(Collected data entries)

------------------------

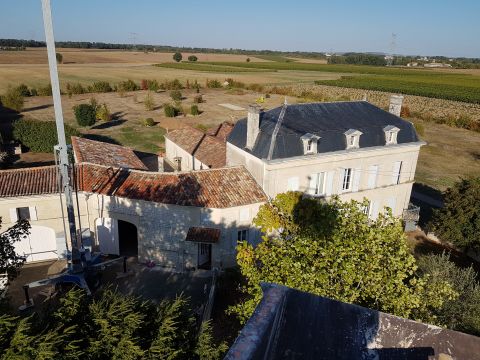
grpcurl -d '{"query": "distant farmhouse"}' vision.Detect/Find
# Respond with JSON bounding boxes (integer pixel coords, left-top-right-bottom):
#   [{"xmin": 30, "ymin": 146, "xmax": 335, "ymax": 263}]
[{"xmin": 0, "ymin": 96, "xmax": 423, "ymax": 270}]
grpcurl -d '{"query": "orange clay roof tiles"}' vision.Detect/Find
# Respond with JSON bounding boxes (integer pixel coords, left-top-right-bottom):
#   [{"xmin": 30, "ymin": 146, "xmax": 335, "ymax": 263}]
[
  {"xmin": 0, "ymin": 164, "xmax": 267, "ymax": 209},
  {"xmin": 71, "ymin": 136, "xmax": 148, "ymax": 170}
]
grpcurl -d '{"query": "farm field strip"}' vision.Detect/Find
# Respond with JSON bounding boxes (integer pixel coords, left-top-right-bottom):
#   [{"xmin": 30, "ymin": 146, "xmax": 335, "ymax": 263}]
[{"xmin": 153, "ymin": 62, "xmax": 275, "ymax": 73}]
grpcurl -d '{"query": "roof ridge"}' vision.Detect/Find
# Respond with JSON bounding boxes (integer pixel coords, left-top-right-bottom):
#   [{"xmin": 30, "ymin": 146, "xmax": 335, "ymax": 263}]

------------------------

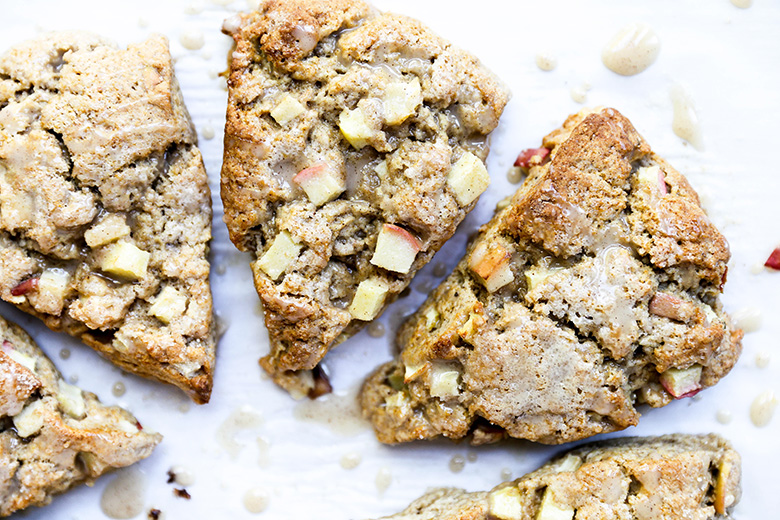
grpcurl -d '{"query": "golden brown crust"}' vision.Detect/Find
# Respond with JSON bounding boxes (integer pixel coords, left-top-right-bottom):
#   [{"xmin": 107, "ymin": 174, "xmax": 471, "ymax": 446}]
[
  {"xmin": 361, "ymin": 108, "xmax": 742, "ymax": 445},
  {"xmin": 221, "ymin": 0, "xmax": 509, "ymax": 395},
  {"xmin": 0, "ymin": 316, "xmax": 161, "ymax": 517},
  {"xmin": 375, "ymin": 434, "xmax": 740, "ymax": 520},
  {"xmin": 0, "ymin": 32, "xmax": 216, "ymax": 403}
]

------------------------

* _Instructions to follow_
Show the lines of the records above that mention "grpcurl".

* _Task output_
grpcurl -d '{"query": "distant farmhouse"}' vision.Detect/Find
grpcurl -d '{"query": "orange clay roof tiles"}' vision.Detect/Find
grpcurl -d '{"query": "farm field strip"}' vision.Detect/Find
grpcurl -d '{"query": "roof ridge"}' vision.Detect/Find
grpcurl -d '{"query": "golden brown crust"}' vision.Detect/Find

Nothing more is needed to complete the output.